Dataset entries

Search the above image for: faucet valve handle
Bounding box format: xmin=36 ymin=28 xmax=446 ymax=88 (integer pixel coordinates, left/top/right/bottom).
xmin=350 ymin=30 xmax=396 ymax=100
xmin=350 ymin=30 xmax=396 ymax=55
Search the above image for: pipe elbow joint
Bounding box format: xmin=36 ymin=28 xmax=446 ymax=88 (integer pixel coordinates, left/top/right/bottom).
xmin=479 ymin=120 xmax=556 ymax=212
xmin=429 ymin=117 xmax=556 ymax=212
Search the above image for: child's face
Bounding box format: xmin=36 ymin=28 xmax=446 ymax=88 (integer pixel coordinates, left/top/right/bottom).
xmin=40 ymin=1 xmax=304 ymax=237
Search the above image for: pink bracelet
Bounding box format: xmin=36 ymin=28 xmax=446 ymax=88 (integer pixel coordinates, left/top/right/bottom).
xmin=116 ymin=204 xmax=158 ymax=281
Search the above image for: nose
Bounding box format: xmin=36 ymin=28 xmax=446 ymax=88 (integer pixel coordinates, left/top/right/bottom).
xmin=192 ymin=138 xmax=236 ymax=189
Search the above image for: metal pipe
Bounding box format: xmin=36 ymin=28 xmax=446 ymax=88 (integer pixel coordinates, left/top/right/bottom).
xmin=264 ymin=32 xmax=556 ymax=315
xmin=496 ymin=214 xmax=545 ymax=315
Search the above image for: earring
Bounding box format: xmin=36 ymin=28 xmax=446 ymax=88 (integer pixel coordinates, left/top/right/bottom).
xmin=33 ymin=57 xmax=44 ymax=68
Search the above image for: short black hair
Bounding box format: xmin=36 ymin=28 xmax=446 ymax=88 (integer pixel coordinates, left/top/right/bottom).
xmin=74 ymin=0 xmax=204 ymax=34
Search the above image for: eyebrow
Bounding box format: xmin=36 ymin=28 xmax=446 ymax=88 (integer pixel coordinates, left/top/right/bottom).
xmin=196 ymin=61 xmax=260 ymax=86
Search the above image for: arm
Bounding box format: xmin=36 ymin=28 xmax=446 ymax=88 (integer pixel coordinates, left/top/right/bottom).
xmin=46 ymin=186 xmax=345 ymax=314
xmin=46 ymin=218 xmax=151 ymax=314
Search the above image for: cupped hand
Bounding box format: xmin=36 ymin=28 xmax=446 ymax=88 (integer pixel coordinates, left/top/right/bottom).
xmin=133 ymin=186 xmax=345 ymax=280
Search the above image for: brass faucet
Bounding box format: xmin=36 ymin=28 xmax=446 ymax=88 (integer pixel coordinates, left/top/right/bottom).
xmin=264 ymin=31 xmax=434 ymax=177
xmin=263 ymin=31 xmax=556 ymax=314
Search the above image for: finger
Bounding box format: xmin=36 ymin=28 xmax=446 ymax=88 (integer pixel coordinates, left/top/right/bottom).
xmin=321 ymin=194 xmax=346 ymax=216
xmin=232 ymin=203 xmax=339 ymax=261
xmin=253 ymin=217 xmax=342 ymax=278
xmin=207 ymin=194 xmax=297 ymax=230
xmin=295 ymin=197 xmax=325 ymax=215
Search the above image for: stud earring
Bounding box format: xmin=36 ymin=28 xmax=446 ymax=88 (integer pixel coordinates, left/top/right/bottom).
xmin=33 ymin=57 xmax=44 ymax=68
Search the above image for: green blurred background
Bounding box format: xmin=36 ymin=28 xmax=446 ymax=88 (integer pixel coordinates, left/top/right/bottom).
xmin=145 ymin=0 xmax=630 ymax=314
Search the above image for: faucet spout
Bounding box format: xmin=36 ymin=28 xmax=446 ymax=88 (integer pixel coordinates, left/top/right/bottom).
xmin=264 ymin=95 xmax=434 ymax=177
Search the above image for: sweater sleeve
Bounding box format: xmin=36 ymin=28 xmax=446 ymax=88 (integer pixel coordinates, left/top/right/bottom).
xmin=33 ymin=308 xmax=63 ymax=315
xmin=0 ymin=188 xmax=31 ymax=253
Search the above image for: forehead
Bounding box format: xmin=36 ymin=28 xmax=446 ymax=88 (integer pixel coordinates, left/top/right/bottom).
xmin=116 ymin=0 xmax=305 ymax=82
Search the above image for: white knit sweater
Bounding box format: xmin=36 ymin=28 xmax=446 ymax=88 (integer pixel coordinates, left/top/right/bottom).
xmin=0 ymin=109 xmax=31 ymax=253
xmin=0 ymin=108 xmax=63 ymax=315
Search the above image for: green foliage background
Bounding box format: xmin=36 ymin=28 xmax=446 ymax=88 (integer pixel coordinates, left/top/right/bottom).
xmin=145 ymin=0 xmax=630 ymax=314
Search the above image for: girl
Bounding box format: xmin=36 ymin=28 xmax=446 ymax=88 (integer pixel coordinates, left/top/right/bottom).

■ Short task: Put the lines of the material above into a numbered list, omitting blank lines.

■ Task result:
1. Search the above image for: faucet valve handle
2. Bounding box format: xmin=36 ymin=28 xmax=446 ymax=88 (integer pixel coordinates, left/top/right/bottom).
3. xmin=350 ymin=30 xmax=396 ymax=100
4. xmin=350 ymin=30 xmax=396 ymax=55
5. Search the above image for: pipe elbow joint
6. Bounding box format: xmin=36 ymin=28 xmax=446 ymax=88 (integer pixel coordinates, left/top/right/bottom).
7. xmin=479 ymin=120 xmax=556 ymax=212
8. xmin=429 ymin=117 xmax=556 ymax=212
9. Search the above image for: child's face
10. Bounding box format: xmin=36 ymin=28 xmax=446 ymax=88 (integer pixel coordinates, left/top/right/bottom).
11. xmin=40 ymin=1 xmax=304 ymax=237
12. Search the above image for: pink bracelet
13. Bounding box format: xmin=36 ymin=28 xmax=446 ymax=88 (integer pixel coordinates, left/top/right/bottom).
14. xmin=116 ymin=204 xmax=158 ymax=281
15. Search the above image for: nose
16. Bounding box format: xmin=36 ymin=28 xmax=446 ymax=88 (integer pixel coordinates, left/top/right/bottom).
17. xmin=192 ymin=138 xmax=236 ymax=189
18. Search the above image for: metal pipe
19. Bounding box format: xmin=36 ymin=28 xmax=446 ymax=88 (integer pixel coordinates, left/top/right/bottom).
20. xmin=264 ymin=32 xmax=556 ymax=315
21. xmin=496 ymin=214 xmax=545 ymax=315
22. Search the above image for: earring
23. Bounding box format: xmin=36 ymin=28 xmax=446 ymax=88 (integer pixel coordinates, left/top/right/bottom).
24. xmin=33 ymin=57 xmax=44 ymax=68
25. Search the above image for: short black hair
26. Bounding box format: xmin=36 ymin=28 xmax=446 ymax=88 (integer pixel coordinates, left/top/right/bottom).
27. xmin=74 ymin=0 xmax=204 ymax=34
28. Search the above image for: eyebrow
29. Bounding box format: xmin=36 ymin=28 xmax=446 ymax=88 (integer pixel coordinates, left/top/right/bottom).
30. xmin=196 ymin=61 xmax=260 ymax=86
31. Search the above image for: arm
32. Bounding box format: xmin=36 ymin=28 xmax=446 ymax=88 (integer pixel coordinates, left/top/right/bottom).
33. xmin=46 ymin=186 xmax=345 ymax=314
34. xmin=46 ymin=218 xmax=151 ymax=314
35. Search the above image for: cupped hand
36. Bounding box format: xmin=36 ymin=28 xmax=446 ymax=88 (integer pixel coordinates, left/top/right/bottom).
37. xmin=133 ymin=186 xmax=345 ymax=280
38. Search the above image for: brass faucet
39. Bounding box format: xmin=36 ymin=28 xmax=446 ymax=88 (integer pixel coordinates, left/top/right/bottom).
40. xmin=264 ymin=31 xmax=434 ymax=177
41. xmin=263 ymin=31 xmax=556 ymax=314
42. Search the above image for: finger
43. Bounding box format: xmin=36 ymin=28 xmax=446 ymax=88 (integer pixel coordinates, left/top/right/bottom).
44. xmin=321 ymin=194 xmax=346 ymax=216
45. xmin=232 ymin=203 xmax=339 ymax=261
46. xmin=253 ymin=217 xmax=342 ymax=278
47. xmin=207 ymin=194 xmax=297 ymax=230
48. xmin=295 ymin=197 xmax=325 ymax=215
49. Search the above image for: stud earring
50. Bounding box format: xmin=36 ymin=28 xmax=446 ymax=88 (integer pixel coordinates, left/top/right/bottom).
51. xmin=33 ymin=57 xmax=44 ymax=68
52. Search the above image for: green blurred background
53. Bounding box format: xmin=36 ymin=28 xmax=446 ymax=88 (integer pixel coordinates, left/top/right/bottom).
54. xmin=145 ymin=0 xmax=630 ymax=314
55. Search the above image for: faucet spout
56. Bounding box format: xmin=36 ymin=28 xmax=446 ymax=88 (integer pixel coordinates, left/top/right/bottom).
57. xmin=264 ymin=95 xmax=434 ymax=177
58. Search the above image for: sweater sleeve
59. Bounding box format: xmin=36 ymin=28 xmax=446 ymax=88 (integer pixel coordinates, left/top/right/bottom).
60. xmin=33 ymin=308 xmax=63 ymax=315
61. xmin=0 ymin=188 xmax=31 ymax=253
62. Search the above image for: forehead
63. Bounding box format: xmin=36 ymin=28 xmax=446 ymax=88 (integer pixel coordinates, left/top/right/bottom).
64. xmin=116 ymin=0 xmax=305 ymax=82
65. Search the above image for: white knit sweater
66. Bounding box format: xmin=36 ymin=28 xmax=446 ymax=88 (integer pixel coordinates, left/top/right/bottom).
67. xmin=0 ymin=109 xmax=31 ymax=253
68. xmin=0 ymin=108 xmax=63 ymax=315
69. Search the above image for: green foliage background
70. Bounding box format: xmin=36 ymin=28 xmax=446 ymax=88 (integer pixel coordinates, left/top/right/bottom).
71. xmin=145 ymin=0 xmax=630 ymax=314
72. Search the above image for: girl
73. Bounding box format: xmin=36 ymin=28 xmax=446 ymax=88 (integer pixel coordinates, left/top/right/bottom).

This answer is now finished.